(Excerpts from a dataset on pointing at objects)
>> Begin

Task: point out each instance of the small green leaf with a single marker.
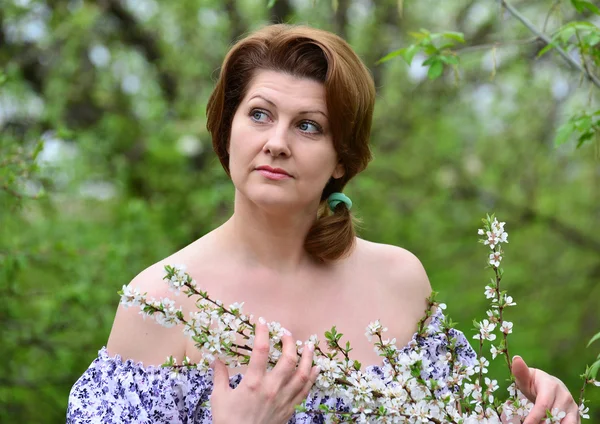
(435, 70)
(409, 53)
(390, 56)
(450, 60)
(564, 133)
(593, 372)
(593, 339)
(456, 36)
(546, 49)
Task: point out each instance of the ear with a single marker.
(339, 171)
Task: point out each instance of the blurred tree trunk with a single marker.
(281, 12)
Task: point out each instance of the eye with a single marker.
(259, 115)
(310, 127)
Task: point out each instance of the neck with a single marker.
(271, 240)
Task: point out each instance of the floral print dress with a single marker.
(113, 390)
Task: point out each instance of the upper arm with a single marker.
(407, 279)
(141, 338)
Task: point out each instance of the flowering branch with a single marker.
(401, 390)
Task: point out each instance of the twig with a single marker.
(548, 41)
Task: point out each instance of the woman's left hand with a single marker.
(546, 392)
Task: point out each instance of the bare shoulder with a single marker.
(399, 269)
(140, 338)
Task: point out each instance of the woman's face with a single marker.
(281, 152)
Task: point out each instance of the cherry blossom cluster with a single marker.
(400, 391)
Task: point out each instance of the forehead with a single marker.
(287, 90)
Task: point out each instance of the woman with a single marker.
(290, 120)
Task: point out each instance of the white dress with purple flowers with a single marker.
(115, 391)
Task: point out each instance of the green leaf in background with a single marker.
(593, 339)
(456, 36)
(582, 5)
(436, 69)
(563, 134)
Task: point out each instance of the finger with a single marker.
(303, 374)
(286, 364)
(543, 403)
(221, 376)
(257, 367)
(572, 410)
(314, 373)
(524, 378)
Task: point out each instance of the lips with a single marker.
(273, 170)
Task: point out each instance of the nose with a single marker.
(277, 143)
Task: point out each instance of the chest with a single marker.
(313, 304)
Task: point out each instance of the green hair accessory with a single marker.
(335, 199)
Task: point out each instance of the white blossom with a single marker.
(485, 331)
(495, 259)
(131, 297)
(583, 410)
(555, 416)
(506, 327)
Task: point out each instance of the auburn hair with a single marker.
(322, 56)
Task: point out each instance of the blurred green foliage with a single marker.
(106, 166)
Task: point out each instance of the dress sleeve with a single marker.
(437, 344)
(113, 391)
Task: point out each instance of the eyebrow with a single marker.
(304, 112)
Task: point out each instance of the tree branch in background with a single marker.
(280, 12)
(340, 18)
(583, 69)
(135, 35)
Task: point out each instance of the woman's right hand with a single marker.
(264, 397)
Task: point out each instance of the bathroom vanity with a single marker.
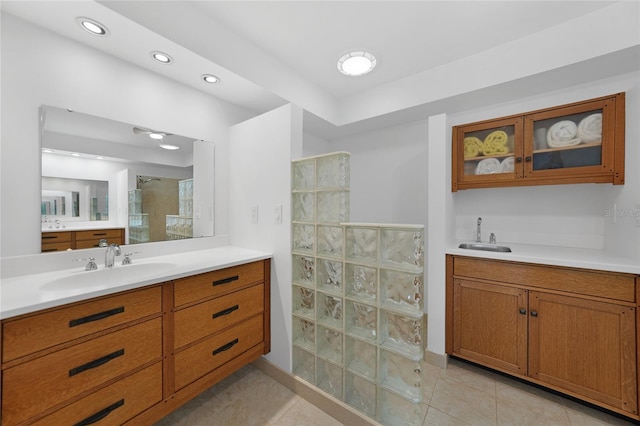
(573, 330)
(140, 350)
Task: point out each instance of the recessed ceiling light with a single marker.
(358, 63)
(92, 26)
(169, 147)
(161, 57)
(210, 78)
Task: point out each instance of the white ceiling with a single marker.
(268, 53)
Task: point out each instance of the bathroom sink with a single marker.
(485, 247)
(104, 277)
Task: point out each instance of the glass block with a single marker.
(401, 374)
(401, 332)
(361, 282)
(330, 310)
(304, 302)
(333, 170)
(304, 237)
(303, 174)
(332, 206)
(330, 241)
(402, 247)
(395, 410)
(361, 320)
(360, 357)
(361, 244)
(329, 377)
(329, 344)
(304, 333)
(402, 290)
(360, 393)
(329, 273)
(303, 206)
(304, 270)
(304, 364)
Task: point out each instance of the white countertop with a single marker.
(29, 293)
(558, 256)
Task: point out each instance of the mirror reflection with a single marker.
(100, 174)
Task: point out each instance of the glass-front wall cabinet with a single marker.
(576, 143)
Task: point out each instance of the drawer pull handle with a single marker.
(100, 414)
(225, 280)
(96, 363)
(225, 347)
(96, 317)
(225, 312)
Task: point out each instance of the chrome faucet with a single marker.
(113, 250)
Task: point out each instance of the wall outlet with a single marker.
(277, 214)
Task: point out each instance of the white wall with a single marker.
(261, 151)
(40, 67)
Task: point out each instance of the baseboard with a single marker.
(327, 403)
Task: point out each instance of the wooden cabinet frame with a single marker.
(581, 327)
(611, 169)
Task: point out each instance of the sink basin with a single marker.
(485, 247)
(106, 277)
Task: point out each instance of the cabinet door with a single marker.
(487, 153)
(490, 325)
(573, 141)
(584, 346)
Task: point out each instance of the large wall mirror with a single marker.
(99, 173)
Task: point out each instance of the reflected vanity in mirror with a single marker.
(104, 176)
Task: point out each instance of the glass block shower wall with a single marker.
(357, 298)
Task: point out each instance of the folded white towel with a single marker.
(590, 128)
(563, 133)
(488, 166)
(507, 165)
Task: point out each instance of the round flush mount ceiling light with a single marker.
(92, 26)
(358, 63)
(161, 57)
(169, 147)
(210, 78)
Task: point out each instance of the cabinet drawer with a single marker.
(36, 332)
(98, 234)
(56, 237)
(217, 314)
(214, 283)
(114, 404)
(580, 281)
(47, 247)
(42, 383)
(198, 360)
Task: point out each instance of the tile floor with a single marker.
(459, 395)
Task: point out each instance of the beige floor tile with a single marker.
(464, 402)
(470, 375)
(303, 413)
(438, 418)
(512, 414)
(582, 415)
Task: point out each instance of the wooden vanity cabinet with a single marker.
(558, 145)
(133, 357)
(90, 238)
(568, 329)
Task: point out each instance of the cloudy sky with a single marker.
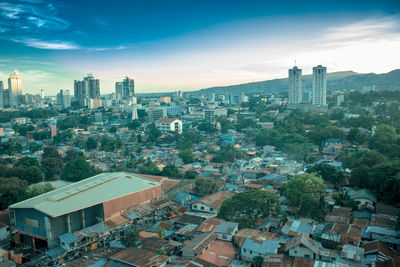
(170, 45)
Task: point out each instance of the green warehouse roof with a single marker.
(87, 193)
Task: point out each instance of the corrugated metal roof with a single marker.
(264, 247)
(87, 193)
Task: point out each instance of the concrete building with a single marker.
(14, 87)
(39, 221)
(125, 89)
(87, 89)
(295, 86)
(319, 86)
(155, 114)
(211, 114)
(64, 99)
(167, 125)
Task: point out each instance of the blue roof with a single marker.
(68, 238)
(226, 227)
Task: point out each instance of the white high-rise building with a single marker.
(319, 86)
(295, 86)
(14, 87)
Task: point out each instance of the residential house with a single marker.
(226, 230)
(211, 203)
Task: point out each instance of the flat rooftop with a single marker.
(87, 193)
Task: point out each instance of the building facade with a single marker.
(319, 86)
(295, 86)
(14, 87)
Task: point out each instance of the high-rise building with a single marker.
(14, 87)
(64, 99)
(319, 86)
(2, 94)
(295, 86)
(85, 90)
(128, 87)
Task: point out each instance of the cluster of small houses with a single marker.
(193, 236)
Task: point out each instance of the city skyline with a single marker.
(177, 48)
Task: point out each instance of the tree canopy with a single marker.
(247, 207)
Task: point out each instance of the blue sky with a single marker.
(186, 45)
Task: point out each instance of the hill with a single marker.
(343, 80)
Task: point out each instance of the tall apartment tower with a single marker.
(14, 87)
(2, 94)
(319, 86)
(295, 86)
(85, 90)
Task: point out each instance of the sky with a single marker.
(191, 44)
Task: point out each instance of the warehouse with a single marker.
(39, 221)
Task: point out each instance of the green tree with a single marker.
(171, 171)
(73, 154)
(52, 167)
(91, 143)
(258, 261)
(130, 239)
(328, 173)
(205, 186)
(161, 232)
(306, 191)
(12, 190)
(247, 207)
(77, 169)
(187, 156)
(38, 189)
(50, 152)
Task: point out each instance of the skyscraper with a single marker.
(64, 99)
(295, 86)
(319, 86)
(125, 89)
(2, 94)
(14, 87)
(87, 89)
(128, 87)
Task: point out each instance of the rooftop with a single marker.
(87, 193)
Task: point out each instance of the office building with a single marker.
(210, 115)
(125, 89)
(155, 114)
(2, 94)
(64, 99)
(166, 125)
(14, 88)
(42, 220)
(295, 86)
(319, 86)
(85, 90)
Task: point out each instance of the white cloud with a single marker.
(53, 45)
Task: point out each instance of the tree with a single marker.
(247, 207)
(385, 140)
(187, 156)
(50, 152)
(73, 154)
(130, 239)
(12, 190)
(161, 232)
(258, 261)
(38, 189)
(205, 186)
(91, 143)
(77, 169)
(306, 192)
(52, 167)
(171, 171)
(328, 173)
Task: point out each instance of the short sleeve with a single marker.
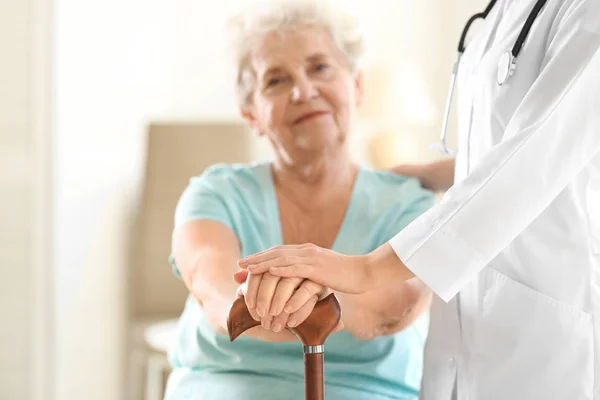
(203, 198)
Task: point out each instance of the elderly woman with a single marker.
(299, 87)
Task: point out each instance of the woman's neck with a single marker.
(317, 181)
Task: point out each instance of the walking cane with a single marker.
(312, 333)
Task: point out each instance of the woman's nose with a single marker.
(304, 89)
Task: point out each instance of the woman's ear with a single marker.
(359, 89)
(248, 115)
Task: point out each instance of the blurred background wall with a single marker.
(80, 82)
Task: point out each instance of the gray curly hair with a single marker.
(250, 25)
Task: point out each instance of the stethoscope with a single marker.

>> End

Copy out word for word the stretch of data from the line containing "Task: point out each instance of the blurred background" through the end of the data.

Task: point out each instance of the blurred background wall with a single marker.
(80, 82)
Task: point out each instance of the gray curly hair with a single marker.
(250, 25)
Task: point out each instance of the stethoscope with a single marker.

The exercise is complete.